### Problem to solve
Only lines containing "shoe" are wanted from the data below. Copy those lines.
***
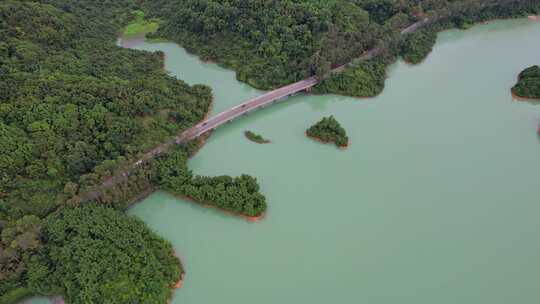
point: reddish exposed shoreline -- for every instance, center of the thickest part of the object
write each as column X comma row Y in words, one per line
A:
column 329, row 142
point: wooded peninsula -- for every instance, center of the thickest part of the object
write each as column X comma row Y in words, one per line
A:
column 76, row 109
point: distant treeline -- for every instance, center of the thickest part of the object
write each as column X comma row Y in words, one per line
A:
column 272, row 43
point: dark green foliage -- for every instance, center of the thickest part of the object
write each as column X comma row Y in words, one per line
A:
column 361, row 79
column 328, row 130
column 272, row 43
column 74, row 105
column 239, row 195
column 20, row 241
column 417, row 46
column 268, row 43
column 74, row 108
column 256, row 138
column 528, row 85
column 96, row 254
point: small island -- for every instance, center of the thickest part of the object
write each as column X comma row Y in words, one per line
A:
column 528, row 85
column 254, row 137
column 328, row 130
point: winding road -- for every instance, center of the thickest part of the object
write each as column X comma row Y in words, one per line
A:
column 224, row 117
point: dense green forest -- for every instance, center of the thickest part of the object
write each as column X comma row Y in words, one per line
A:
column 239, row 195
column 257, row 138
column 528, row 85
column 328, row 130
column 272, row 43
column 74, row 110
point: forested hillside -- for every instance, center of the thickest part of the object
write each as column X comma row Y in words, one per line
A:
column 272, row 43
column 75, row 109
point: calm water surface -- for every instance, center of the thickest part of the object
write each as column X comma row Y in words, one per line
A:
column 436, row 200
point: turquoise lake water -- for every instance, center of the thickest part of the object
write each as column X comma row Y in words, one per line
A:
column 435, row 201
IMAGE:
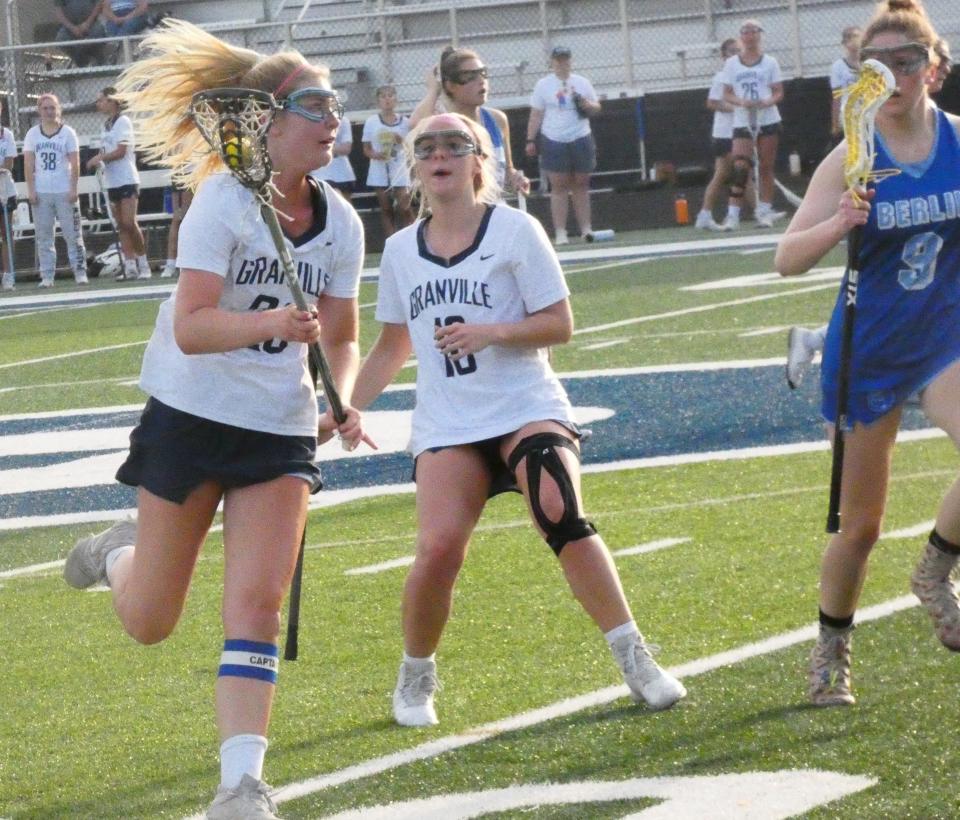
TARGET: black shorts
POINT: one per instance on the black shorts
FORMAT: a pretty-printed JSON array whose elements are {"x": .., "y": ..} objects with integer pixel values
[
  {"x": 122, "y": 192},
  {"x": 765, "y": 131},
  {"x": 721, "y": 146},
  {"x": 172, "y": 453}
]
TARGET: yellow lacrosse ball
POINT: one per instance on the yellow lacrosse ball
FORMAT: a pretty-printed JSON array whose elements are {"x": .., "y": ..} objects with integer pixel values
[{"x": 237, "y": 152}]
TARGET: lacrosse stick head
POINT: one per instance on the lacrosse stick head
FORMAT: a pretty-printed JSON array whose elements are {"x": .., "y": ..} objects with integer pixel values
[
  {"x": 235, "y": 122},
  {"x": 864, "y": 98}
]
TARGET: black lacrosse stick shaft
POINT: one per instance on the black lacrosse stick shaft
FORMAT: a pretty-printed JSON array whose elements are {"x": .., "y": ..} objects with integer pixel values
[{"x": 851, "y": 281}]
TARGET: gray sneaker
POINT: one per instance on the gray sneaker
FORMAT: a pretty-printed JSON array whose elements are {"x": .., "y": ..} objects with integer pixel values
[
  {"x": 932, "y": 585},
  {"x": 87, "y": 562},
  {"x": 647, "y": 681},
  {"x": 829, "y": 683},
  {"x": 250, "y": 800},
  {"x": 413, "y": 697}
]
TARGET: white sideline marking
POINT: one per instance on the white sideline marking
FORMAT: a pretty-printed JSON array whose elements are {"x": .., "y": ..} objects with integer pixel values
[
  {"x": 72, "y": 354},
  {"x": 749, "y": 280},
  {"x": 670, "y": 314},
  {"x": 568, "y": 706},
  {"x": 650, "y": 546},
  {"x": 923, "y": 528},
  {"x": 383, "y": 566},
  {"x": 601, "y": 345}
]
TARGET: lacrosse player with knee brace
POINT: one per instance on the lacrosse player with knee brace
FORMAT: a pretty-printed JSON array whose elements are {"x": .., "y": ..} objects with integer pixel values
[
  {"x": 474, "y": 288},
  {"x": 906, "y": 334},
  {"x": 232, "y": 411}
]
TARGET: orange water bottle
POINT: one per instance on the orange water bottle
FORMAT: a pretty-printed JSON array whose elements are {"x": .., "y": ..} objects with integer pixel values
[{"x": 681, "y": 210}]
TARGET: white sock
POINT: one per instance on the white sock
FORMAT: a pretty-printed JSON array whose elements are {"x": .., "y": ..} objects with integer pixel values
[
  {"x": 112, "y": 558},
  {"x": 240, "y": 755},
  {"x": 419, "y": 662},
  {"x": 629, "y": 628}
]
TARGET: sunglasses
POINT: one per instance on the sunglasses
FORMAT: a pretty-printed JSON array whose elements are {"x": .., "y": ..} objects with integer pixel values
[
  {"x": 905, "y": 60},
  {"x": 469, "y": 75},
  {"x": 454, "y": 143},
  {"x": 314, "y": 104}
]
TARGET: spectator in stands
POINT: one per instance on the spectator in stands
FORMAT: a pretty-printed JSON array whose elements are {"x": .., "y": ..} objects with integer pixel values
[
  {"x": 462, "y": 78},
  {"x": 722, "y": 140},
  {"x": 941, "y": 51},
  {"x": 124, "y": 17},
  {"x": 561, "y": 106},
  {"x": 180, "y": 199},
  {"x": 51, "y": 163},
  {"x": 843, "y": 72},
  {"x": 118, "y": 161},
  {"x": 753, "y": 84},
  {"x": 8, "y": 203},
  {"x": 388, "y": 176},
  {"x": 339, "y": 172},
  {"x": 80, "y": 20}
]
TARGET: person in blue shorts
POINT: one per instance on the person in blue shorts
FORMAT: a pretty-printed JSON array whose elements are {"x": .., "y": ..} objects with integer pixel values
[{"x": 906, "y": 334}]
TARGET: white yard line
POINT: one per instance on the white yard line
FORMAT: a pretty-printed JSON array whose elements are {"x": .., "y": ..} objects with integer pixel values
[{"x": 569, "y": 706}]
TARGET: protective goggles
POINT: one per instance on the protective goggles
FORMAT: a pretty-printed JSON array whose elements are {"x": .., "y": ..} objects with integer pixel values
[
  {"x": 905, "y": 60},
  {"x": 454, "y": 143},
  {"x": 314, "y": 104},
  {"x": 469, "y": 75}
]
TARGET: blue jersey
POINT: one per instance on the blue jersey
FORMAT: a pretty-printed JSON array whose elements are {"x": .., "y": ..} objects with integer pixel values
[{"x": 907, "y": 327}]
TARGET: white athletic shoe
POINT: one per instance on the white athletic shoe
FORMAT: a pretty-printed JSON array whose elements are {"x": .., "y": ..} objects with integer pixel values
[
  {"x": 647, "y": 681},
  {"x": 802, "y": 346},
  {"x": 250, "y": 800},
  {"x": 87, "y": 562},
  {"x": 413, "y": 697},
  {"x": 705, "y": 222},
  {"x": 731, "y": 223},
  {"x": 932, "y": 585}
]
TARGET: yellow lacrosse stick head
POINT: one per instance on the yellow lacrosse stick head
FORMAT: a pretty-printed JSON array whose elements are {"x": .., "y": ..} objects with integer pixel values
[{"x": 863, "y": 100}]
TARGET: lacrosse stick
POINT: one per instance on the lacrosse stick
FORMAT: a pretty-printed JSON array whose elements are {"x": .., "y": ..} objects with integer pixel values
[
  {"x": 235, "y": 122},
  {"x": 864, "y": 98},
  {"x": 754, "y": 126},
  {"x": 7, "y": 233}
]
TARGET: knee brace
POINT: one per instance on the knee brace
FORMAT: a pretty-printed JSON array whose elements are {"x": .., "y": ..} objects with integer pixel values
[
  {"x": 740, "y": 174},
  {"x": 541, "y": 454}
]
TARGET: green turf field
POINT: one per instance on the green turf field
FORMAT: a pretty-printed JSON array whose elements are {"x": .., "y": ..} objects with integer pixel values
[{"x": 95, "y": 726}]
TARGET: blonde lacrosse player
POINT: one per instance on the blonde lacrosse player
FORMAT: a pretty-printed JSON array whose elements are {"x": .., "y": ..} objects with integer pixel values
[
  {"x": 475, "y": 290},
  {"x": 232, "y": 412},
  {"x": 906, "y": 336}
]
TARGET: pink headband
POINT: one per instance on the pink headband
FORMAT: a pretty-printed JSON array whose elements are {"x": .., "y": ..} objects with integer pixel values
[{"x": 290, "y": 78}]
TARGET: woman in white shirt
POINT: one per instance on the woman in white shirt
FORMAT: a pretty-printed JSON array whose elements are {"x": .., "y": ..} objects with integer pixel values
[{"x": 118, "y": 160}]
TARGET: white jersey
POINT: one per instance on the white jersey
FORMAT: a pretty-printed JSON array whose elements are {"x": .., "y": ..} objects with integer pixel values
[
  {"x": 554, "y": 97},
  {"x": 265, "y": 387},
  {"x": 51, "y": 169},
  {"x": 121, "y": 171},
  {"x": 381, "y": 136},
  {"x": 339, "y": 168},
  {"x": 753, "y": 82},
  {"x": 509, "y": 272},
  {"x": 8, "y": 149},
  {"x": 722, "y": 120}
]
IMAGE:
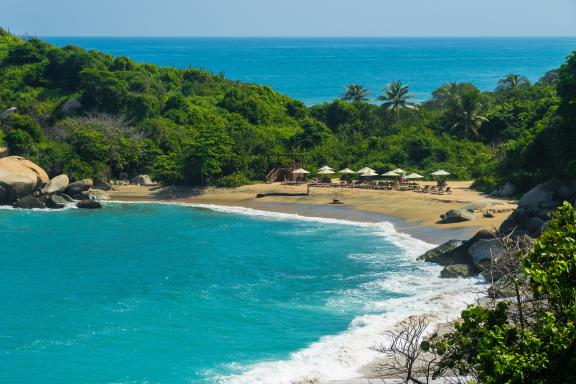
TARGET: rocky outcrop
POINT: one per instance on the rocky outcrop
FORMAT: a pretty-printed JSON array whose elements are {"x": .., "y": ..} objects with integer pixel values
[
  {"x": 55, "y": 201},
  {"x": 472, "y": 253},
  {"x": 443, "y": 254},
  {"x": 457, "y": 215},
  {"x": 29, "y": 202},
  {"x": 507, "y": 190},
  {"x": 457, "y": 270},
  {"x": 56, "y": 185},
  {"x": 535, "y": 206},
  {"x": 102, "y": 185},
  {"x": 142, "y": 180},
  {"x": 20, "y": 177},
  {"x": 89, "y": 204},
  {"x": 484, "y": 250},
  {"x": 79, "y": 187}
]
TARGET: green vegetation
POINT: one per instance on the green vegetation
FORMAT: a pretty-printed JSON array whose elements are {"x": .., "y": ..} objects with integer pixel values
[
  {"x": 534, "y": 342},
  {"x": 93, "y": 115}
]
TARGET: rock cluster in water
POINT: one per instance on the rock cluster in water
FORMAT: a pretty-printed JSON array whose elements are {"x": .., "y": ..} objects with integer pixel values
***
### Answer area
TARGET: white athletic shoe
POINT: one per instance on the white athletic shoe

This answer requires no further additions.